§ Description of the task:
What is wanted is an exact copy of all the entries.

§ Material shown:
▬▬▬▬▬▬

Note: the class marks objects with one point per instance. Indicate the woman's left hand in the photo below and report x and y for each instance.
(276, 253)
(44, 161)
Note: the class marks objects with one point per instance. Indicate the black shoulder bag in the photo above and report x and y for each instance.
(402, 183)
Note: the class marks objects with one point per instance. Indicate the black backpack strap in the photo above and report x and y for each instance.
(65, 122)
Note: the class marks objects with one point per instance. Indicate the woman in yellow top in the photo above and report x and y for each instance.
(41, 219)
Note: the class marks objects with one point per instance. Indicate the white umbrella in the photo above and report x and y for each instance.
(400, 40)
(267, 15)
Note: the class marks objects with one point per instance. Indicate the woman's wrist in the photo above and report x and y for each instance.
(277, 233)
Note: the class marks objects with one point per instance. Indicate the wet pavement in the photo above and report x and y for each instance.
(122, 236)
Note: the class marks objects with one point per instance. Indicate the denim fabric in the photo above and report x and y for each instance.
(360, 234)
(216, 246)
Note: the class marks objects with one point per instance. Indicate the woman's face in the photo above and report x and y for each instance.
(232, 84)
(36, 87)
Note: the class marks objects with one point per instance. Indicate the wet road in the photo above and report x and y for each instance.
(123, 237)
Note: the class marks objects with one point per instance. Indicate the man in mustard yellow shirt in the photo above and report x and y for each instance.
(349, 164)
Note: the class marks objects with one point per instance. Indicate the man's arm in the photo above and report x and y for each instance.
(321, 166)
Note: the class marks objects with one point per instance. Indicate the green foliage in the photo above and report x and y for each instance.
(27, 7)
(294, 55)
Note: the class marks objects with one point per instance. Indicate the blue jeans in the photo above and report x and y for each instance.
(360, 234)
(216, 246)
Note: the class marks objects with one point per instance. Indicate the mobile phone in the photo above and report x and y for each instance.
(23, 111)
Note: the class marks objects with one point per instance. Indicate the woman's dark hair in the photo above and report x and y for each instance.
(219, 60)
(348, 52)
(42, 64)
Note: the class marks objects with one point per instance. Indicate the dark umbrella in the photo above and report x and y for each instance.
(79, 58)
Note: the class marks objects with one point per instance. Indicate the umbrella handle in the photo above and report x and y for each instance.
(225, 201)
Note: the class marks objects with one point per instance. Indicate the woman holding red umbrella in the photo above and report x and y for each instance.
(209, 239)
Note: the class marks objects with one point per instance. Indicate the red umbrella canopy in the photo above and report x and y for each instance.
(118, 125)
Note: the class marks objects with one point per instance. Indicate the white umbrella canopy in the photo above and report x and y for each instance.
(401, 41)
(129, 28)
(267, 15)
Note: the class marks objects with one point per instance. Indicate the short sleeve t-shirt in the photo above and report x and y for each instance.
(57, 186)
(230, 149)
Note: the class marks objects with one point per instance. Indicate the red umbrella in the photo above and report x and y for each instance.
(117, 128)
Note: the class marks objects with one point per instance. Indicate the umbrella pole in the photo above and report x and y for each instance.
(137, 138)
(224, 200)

▬▬▬▬▬▬

§ Output of the task:
Note: the class marks objects with one point per instance. Indicate the woman's left hand in the photo below and report x and y for each instance.
(276, 253)
(44, 161)
Note: the class marks objects with one point per instance. Indicate the black shoulder bag in the photo above and report x and y for each instance.
(402, 183)
Note: the class marks objects with one point per instance. Indicate the black backpack strap in the photo above and report x and y for each instance.
(65, 122)
Note: the class marks objects with one point per instance. Indicate the woman in yellow top in the photo above and report x and y for each instance.
(41, 219)
Note: the class marks objects with one point per instance. Indicate the white umbrella in the photo above and report x and y for each instance.
(400, 40)
(267, 15)
Note: the class marks objects with one point per instance. Indicate the woman's wrist in the photo above and report x and y for each instance.
(277, 233)
Note: the class marks objects with one point per instance. Indicate the wet pavement in the photo above and report x and y for each instance.
(122, 236)
Note: the class marks objects with one point per instance. Indicate the denim fabric in the photo above and report x and y for each instance.
(360, 234)
(216, 246)
Note: the class marks objects with one point per instance. Indicate the woman's face in the photo above and report x and y for each instance.
(232, 84)
(36, 87)
Note: the class marks objects with one point per instance. Indicate the wet road in the photo above and report x and y for each instance.
(123, 237)
Note: the class marks objects with one point per instance. Indicate the man in mustard yellow shirt in the photo above and report x and y for each instance.
(349, 164)
Note: the class marks objects with one point per instance. Indicate the man's arm in the photo above and report x and y for each instance.
(321, 166)
Note: the class marks objects with one point per instance. Indicate the green foliage in the photo above and report x and y for each instance.
(27, 7)
(294, 55)
Note: the class marks objects with one point per instance. Indicate the blue jeans in the photo above and report x and y for each instance.
(360, 234)
(216, 246)
Note: the class marks objects with one point per instance. Indicate the mobile phone in the photo above and report x and y for each instance.
(23, 111)
Note: the class marks objects with one point per instance. Indicate the woman's dark hair in the photo above and report x and y for each instance.
(219, 60)
(348, 52)
(42, 64)
Note: the class marks objects with one point per instance. Indicate the dark umbrella in the photo above and report x and y for each instance.
(79, 58)
Note: the class marks objects with one point per instance. Indicate the umbrella handle in the photo above and report x and y for each instance.
(225, 201)
Note: the class marks objects with one point per instance. Indicate the woman holding red umbrella in the photo above and report x and y for each instance.
(209, 239)
Note: the class marks objects with one point per instance. Indicate the red umbrella canopy in the photo above and report x and y for each instance.
(118, 125)
Note: the class marks objects with one point per instance. Indicate the white umbrella canopy in the photo above and report x and y for each instance.
(401, 41)
(129, 28)
(267, 15)
Note: the class marks objects with one point per instance. Indicate the short sleeve t-shirt in the photo above and report x and y for each instance.
(57, 186)
(230, 149)
Note: the class marks objects with one point per instance. Indicate the red umbrella in the photo above and report x and y for each instance.
(117, 128)
Note: the class marks objects with one point per instance. Indicate the umbrella pole in the photo above and report x and y for each instance.
(137, 138)
(224, 200)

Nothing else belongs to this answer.